Objective: Reproduce the listing in full, substituting "boulder" for every occurrence of "stone" and leaving all other text unchanged.

[Excerpts from a point labeling dataset]

(begin)

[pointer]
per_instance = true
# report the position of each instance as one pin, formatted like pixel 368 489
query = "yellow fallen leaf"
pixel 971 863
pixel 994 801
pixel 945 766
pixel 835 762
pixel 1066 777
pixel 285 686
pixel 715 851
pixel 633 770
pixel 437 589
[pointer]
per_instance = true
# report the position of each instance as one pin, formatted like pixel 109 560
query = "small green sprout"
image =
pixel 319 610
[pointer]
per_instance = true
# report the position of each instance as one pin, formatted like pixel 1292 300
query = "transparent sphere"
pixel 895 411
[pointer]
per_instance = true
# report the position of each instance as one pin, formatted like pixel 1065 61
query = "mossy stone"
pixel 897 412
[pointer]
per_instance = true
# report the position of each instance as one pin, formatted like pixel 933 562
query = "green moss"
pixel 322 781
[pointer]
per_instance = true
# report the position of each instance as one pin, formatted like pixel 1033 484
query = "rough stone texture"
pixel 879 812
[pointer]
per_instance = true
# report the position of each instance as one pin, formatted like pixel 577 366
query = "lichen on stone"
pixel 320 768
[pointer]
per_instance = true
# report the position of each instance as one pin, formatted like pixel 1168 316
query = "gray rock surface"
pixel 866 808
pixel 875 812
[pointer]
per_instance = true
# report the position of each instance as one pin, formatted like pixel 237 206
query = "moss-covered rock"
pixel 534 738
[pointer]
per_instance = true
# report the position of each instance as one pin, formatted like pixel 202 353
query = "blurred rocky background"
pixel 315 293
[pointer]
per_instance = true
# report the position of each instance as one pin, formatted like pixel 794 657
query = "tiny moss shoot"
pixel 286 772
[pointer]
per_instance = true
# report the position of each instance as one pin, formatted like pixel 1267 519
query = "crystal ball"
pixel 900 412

(end)

Task response:
[pointer]
per_instance = true
# report the position of each instance as one pin, formatted like pixel 368 489
query = "yellow fallen leaf"
pixel 971 863
pixel 994 801
pixel 945 766
pixel 835 762
pixel 1066 777
pixel 285 686
pixel 715 851
pixel 633 770
pixel 437 589
[pointer]
per_instance = true
# report the position of each instance as one pin, formatted like pixel 109 560
query = "small green sprout"
image =
pixel 319 610
[pointer]
per_instance = true
# report the position of each instance as one pin, formatted like pixel 1292 300
query = "transparent sphere"
pixel 895 411
[pointer]
per_instance = true
# report the position of each instance as one pin, formatted like pixel 1065 61
query = "mossy boulder"
pixel 897 412
[pointer]
per_instance = true
# report the position of each instance as one pin, formatted like pixel 933 562
query = "green moss"
pixel 322 781
[pointer]
per_instance = true
# report the position of each instance as one pin, formatted like pixel 1033 484
query = "rough boulder texture"
pixel 879 812
[pointer]
per_instance = true
# report the position of each instance as one pin, formatted like pixel 577 366
query = "lichen on boulder"
pixel 320 768
[pointer]
per_instance = true
# report the position of each instance as one pin, formatted like pixel 1168 316
query = "gray rock surface"
pixel 866 808
pixel 875 812
[pointer]
per_instance = true
# report the position of each instance as one pin, formatted like pixel 237 206
query = "moss-covered rock"
pixel 534 738
[pointer]
per_instance = true
# report the position of each instance as one pin, formatted like pixel 202 353
query = "blurred rocky background"
pixel 315 293
[pointer]
per_instance = true
# report the position of each instance as one pin, formatted like pixel 794 657
query = "tiny moss shoot"
pixel 286 772
[pointer]
per_instance = true
# report the position of each instance as one pin, formatted like pixel 1267 519
query = "crystal ball"
pixel 900 412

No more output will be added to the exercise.